In the data below, which lines hold "with"? Copy every one.

*EXCERPTED RECORDS*
= = =
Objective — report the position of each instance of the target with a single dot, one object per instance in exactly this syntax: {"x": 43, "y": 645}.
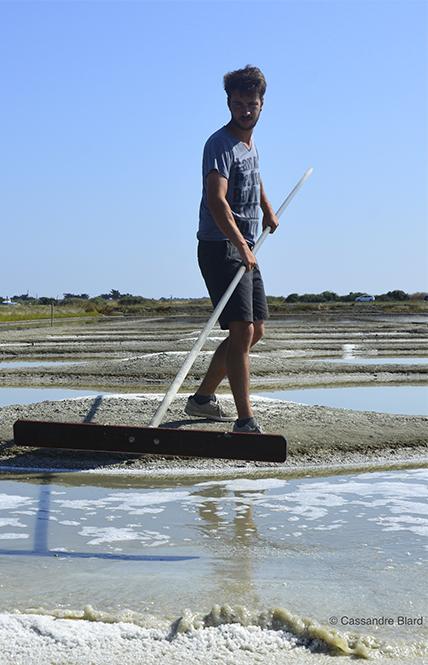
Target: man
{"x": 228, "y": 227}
= = =
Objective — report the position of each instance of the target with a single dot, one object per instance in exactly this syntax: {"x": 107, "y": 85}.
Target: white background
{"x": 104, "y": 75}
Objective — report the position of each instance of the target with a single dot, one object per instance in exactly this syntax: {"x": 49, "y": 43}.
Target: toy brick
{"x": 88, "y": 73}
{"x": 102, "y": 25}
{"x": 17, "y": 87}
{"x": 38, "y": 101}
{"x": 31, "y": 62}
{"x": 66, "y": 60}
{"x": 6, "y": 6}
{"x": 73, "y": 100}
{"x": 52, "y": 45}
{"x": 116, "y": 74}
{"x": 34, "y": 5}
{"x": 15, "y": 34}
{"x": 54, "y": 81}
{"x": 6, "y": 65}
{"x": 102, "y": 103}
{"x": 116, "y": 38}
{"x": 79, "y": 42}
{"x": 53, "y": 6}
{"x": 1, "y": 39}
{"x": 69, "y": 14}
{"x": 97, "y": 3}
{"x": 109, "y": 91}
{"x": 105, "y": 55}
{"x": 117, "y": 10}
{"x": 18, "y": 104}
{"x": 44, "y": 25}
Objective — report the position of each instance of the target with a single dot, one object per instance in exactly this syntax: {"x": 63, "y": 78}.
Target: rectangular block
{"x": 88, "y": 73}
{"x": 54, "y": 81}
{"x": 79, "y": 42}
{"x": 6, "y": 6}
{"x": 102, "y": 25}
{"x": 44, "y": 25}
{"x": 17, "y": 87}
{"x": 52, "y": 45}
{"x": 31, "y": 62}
= = =
*TASK RESPONSE*
Objective — report the position of each instance of the target with a single dot, one object per instance in exactly this syntax: {"x": 43, "y": 645}.
Objective — report the position of each instance of the target with a single dot, one object per instance in exactly this syntax: {"x": 107, "y": 85}.
Objective — report the position of each instance of the target with a single dot, one object per instance in exactly this syntax: {"x": 49, "y": 43}.
Objective — report the position of each instance of the target with a single dot, one object per instance in exactly this syntax: {"x": 63, "y": 78}.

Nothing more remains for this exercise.